Reproduce without changes everything from the line containing "of the bird" down to the last line of the items.

>> BEGIN Data for this task

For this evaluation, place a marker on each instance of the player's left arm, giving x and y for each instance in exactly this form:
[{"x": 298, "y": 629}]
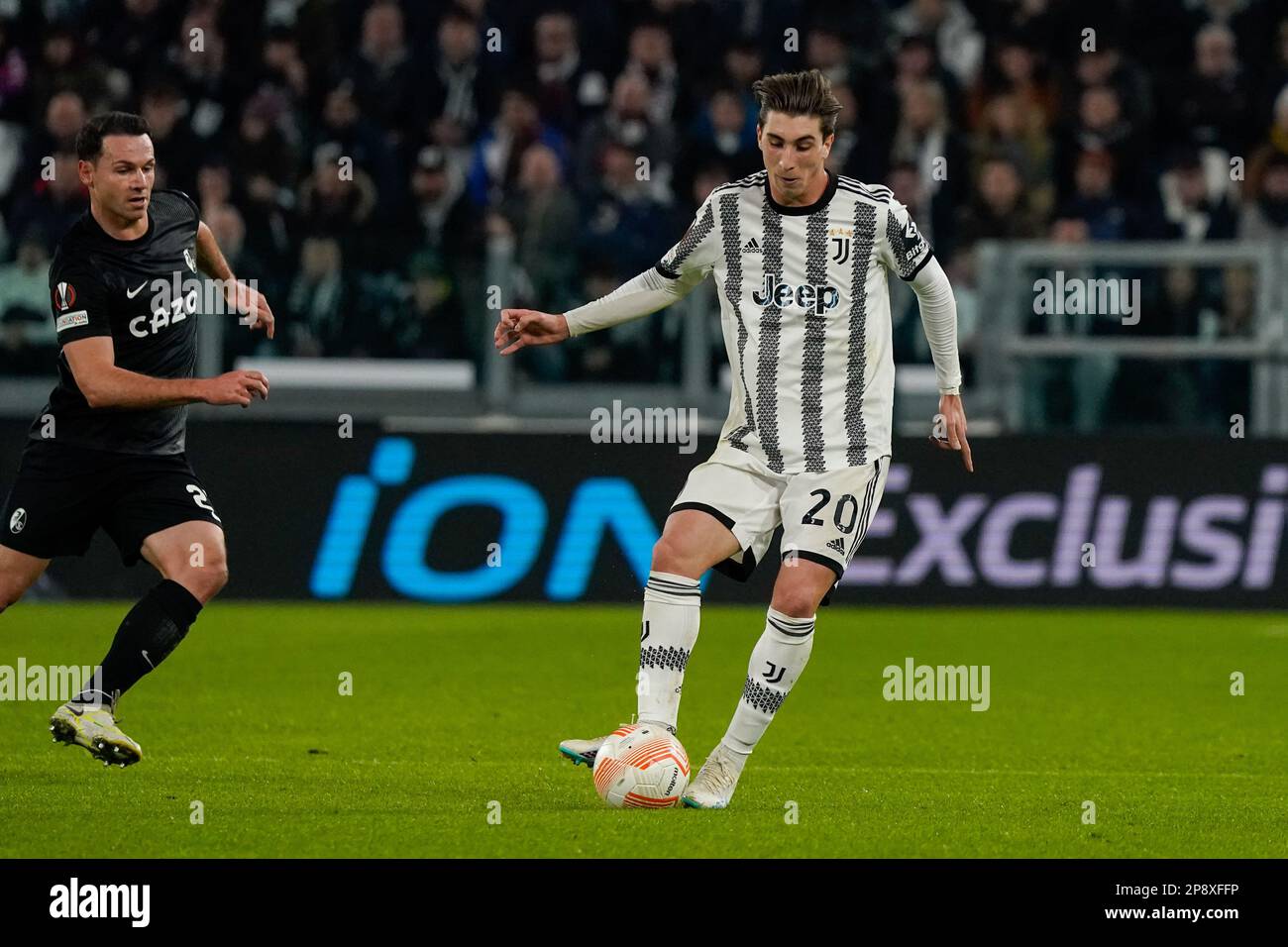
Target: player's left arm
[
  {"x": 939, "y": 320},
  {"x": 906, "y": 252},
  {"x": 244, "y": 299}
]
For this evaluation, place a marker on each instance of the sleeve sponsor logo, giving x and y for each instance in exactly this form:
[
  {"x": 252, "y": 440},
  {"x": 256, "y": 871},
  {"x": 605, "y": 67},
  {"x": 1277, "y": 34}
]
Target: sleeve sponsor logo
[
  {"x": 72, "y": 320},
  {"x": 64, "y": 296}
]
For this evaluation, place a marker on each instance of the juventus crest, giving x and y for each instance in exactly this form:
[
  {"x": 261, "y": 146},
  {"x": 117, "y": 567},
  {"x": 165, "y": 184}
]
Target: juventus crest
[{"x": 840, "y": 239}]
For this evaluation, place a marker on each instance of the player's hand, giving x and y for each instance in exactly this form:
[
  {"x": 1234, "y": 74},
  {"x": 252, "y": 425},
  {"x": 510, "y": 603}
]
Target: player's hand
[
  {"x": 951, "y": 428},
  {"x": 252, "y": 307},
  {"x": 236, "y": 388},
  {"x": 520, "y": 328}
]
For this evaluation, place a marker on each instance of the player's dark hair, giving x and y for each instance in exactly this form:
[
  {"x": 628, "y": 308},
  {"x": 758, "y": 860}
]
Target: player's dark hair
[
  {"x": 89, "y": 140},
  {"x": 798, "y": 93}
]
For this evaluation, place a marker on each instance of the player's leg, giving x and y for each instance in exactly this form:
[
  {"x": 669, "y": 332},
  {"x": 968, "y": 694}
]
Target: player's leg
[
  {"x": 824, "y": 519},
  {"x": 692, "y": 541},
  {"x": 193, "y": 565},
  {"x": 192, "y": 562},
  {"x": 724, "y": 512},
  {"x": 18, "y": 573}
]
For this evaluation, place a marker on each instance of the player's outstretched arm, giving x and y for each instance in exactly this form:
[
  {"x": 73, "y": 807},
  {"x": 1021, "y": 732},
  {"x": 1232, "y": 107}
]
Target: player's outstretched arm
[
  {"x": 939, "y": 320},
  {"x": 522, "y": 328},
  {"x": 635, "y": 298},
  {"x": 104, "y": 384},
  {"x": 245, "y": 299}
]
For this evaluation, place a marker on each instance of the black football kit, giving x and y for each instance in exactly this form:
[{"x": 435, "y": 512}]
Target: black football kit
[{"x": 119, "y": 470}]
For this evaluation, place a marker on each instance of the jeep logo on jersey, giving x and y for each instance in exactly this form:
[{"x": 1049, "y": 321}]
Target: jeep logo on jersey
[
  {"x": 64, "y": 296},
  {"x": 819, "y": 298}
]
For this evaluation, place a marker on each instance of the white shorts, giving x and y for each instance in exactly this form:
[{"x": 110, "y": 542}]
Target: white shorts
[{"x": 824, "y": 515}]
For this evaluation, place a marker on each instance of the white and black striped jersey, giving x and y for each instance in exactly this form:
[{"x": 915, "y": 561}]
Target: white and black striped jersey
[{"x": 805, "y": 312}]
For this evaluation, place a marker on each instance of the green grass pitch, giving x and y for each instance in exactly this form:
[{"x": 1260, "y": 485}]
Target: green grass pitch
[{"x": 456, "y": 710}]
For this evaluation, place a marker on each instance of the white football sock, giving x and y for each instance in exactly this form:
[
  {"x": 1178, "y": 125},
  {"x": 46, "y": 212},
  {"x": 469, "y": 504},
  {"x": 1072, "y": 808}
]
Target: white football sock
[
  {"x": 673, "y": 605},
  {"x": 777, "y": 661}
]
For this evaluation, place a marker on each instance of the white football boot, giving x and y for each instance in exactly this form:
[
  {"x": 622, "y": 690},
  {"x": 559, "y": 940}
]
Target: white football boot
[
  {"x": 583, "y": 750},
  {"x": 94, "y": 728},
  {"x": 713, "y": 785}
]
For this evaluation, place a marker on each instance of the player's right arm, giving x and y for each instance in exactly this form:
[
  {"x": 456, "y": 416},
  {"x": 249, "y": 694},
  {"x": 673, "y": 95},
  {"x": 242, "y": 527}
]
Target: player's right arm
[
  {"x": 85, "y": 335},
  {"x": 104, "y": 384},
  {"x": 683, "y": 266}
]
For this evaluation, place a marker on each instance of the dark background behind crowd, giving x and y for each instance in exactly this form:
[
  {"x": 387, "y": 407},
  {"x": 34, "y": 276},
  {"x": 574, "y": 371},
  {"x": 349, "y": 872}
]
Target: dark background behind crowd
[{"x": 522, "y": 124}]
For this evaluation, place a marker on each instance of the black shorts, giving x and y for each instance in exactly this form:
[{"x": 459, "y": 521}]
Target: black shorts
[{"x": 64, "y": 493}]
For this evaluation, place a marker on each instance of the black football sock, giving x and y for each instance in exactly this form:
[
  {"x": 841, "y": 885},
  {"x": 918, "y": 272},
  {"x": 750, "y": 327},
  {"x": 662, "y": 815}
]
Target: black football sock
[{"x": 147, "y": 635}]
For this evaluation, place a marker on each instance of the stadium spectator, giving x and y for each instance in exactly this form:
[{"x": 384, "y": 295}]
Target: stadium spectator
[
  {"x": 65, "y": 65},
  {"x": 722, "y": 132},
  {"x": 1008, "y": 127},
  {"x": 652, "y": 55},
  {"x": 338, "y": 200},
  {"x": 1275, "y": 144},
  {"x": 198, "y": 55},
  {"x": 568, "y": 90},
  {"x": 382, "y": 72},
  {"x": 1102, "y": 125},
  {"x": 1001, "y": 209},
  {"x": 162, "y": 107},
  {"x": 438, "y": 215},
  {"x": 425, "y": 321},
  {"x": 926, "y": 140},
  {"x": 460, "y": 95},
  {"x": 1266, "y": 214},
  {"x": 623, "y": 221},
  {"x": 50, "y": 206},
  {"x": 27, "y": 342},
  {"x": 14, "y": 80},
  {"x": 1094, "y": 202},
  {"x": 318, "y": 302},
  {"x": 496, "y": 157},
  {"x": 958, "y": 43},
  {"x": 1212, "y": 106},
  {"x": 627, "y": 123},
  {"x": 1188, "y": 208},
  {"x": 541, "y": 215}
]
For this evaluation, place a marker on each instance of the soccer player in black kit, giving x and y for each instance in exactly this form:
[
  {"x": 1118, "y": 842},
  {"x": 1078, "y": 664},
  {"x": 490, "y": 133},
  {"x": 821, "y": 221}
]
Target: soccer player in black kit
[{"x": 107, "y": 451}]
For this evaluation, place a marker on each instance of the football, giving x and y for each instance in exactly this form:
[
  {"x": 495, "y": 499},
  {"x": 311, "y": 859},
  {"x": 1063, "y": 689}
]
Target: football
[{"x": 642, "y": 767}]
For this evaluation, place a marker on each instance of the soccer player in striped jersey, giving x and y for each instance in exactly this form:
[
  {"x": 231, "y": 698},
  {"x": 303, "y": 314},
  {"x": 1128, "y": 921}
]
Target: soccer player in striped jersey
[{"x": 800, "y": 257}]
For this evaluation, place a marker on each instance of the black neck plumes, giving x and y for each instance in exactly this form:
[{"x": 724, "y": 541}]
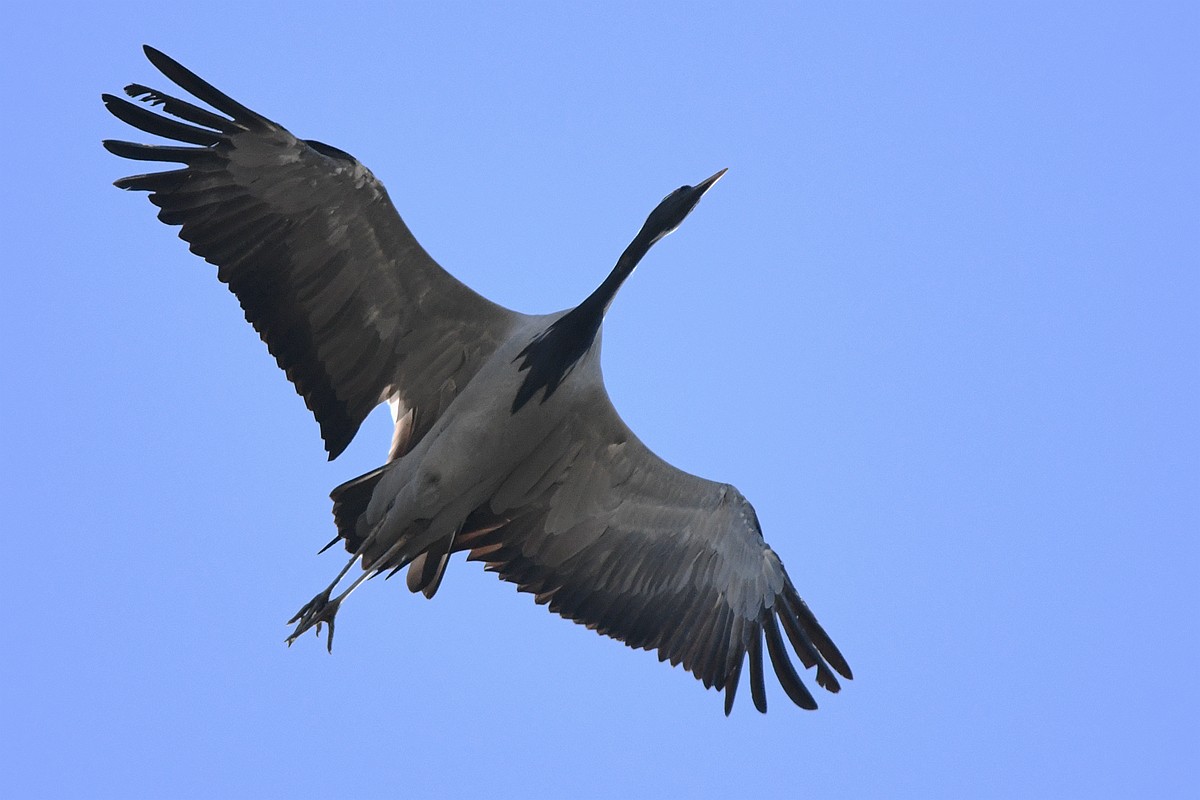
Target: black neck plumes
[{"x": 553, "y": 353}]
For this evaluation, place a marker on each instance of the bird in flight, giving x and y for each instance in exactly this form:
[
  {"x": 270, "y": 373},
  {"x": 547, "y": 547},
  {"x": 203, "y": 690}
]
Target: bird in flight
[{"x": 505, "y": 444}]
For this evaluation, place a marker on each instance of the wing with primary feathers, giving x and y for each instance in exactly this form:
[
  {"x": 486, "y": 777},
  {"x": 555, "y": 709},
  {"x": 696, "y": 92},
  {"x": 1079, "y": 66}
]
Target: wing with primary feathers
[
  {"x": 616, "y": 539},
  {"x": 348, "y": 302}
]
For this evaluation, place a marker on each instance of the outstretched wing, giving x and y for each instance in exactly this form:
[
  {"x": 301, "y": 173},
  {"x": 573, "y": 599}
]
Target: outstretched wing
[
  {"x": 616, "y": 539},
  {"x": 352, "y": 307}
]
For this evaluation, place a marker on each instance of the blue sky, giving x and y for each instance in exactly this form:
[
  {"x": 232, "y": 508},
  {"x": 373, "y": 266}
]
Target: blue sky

>> END Data for this task

In response »
For this evaluation, place a marker on each instance of the bird in flight, giving x and y for each instance in exactly this form:
[
  {"x": 270, "y": 373},
  {"x": 547, "y": 547},
  {"x": 203, "y": 690}
]
Target: bird in flight
[{"x": 505, "y": 444}]
For this evaluation, place a marker on each instance of the wing with primary feathers, giving x and y for each instance in exactly this form:
[
  {"x": 486, "y": 777},
  {"x": 555, "y": 709},
  {"x": 696, "y": 92},
  {"x": 1079, "y": 66}
]
Target: wing with primary feathers
[
  {"x": 616, "y": 539},
  {"x": 348, "y": 302}
]
For this evaluation, place a marker on each instance of the outstretched wing, giving x and y for each instance in exactly this form:
[
  {"x": 301, "y": 173},
  {"x": 573, "y": 599}
]
Target: outstretched wing
[
  {"x": 616, "y": 539},
  {"x": 352, "y": 307}
]
For this evaluation, place a marker on each instance of the blue sky, giving x and y for each instance in exactly this form:
[
  {"x": 232, "y": 508},
  {"x": 373, "y": 266}
]
Target: blue sky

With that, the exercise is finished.